* WHAT YOU NEED TO DO *
Copy the records word for word, starting with the line that contains "flop. Write the coordinates, one line per instance." and going on through the last line of the records.

=== INPUT MATERIAL ===

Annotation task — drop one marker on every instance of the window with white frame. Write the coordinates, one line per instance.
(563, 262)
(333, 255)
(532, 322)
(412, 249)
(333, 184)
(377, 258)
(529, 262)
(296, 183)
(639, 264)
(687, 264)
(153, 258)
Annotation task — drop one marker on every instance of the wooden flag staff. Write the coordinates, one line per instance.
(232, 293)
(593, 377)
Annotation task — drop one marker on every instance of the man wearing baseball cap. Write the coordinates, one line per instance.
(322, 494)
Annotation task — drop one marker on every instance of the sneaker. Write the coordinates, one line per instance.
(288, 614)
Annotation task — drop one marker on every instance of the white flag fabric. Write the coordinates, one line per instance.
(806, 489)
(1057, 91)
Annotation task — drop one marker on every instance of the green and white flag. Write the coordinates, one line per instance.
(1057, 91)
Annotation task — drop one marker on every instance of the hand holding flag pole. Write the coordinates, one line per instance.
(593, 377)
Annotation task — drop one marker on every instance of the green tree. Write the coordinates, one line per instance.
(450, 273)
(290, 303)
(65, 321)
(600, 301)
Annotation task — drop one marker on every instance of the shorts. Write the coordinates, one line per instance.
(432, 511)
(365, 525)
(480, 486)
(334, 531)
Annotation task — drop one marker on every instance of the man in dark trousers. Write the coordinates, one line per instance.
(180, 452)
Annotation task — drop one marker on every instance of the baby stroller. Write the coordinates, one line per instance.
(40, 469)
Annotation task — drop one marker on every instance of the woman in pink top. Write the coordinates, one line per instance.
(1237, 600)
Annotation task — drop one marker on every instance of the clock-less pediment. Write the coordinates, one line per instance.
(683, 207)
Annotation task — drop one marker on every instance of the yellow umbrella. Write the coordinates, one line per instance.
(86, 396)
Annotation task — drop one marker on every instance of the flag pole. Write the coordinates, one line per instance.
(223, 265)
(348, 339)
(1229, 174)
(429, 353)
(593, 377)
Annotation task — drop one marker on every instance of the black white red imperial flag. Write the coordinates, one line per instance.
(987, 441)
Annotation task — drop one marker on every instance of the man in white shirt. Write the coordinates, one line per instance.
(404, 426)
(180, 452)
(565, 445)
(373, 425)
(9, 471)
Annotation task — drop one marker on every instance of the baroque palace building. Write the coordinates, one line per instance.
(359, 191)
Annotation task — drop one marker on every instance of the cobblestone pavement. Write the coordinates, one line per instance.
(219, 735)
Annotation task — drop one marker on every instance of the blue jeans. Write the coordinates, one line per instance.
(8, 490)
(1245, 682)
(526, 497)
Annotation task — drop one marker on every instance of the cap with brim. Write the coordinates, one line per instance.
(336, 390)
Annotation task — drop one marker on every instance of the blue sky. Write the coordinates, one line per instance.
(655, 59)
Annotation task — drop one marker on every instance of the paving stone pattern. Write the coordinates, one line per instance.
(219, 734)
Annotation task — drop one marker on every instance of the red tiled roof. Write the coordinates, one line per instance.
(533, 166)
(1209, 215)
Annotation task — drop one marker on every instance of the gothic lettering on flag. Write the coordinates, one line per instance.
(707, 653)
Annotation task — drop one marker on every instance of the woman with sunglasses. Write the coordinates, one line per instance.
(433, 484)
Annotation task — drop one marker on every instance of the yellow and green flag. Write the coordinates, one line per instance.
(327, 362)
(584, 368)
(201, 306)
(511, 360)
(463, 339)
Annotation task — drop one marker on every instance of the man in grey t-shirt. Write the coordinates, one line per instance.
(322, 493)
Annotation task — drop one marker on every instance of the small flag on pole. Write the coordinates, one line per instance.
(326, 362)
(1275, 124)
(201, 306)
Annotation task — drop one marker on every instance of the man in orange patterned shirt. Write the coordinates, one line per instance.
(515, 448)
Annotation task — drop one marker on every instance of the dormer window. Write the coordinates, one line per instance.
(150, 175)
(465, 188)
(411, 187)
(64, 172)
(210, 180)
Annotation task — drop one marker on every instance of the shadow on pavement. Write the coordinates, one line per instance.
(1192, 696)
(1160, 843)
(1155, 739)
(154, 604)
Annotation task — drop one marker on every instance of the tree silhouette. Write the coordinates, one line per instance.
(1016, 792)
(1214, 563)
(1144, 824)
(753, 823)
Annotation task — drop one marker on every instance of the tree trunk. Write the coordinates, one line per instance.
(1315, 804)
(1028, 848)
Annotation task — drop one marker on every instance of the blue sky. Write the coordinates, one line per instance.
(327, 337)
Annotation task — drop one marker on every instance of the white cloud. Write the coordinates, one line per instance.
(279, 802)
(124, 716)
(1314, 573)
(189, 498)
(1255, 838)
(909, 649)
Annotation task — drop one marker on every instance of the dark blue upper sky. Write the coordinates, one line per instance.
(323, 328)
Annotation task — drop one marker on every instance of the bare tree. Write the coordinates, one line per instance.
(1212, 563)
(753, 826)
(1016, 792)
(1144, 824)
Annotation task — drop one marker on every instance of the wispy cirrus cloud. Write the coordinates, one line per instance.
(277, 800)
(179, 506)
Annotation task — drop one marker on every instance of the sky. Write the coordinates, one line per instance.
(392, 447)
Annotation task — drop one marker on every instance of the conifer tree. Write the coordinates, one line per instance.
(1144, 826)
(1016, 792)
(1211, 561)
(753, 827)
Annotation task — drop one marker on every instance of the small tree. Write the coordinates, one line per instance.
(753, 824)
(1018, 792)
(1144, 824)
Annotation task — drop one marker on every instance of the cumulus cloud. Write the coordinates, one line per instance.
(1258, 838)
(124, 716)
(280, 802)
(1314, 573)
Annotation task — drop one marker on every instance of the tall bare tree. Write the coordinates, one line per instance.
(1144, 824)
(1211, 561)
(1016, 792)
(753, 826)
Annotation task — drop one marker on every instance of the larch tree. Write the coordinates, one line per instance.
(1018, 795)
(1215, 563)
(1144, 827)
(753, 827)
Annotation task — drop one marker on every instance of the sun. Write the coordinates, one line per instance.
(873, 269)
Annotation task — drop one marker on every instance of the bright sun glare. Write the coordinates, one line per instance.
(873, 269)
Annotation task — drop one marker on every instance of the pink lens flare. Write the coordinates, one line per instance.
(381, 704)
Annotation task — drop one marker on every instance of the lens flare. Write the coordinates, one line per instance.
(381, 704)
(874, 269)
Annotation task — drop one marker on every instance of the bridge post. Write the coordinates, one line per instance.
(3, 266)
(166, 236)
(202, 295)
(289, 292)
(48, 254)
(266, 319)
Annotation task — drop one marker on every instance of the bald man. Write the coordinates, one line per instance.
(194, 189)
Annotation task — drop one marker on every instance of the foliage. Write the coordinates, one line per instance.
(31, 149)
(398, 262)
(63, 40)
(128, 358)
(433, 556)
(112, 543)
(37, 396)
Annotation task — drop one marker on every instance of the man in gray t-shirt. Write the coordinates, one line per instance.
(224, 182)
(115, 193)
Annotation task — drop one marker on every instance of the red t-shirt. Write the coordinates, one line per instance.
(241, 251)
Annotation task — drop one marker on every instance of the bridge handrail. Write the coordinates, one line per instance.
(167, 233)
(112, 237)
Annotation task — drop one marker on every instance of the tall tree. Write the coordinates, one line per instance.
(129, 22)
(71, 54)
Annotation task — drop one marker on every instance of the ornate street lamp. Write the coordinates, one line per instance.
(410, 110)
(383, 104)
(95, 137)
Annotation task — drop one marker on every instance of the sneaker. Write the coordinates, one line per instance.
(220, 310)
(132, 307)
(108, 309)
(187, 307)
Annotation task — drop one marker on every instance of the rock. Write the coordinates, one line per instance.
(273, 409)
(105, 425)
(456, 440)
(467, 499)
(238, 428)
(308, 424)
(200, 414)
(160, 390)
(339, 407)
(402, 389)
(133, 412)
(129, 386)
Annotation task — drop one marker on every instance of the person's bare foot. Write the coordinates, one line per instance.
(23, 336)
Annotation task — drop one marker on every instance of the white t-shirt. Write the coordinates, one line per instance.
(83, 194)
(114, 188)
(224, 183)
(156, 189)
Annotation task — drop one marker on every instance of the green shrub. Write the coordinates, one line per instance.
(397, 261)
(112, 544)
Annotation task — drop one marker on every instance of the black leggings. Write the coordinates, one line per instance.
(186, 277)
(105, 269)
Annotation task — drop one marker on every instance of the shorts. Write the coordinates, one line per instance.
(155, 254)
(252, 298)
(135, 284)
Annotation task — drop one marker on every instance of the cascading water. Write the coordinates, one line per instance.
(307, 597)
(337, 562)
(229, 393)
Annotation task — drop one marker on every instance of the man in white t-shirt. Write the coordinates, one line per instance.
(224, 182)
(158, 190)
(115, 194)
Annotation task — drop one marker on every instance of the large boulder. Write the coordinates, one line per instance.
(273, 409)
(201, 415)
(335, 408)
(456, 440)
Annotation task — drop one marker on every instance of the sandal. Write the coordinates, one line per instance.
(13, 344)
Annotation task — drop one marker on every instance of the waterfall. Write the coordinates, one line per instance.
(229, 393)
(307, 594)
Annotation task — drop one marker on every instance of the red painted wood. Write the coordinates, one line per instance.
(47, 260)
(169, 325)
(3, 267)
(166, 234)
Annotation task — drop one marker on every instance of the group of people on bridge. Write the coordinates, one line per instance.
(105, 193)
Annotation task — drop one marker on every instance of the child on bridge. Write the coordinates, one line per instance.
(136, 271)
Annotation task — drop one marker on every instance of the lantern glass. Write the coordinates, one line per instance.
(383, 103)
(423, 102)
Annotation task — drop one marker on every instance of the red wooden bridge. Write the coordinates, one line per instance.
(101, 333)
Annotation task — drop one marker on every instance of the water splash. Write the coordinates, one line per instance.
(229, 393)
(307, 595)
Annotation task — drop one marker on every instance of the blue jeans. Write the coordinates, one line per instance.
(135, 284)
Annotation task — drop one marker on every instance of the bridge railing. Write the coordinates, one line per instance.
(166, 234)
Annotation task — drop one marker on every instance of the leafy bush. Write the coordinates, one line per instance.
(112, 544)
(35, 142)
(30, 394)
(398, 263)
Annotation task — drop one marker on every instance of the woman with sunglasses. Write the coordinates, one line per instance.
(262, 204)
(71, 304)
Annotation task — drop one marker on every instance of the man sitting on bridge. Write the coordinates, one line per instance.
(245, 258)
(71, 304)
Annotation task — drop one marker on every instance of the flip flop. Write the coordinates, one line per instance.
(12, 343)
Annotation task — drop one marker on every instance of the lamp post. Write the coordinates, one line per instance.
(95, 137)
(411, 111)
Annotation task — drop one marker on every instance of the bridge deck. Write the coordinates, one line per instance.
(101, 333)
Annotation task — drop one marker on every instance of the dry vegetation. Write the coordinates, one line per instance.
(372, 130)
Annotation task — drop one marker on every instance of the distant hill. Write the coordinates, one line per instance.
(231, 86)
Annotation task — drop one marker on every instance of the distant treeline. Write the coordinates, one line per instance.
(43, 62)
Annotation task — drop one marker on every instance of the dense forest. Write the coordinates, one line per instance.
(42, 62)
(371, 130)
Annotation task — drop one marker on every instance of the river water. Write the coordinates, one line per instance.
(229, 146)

===

* ANSWER TO THE EXERCISE *
Annotation task — drop one marker on every instance of the flip flop. Write the coordinates, one line per instance.
(12, 343)
Annotation task — drop one marker on every instance of the lamp post. Write the coordinates, one line per instance.
(95, 137)
(411, 111)
Annotation task — drop one marker on every instance of the bridge deck. Write the coordinates, one line per instance.
(101, 333)
Annotation task — drop one marker on every instance of the dry vegetation. Write the coordinates, one line per instance.
(372, 130)
Annotation task — drop one marker on every instance of the distant hill. Write the coordinates, one line per instance.
(231, 86)
Annotation task — drop one marker on every instance of the distant treeline. Write the coordinates, one line per instance.
(43, 62)
Annotation task — drop one marker on every instance of the dense forest. Write the coordinates, one line per instance.
(42, 62)
(371, 130)
Annotation task — drop one marker on every instance of the river water. Write the coordinates, one line per instance.
(229, 146)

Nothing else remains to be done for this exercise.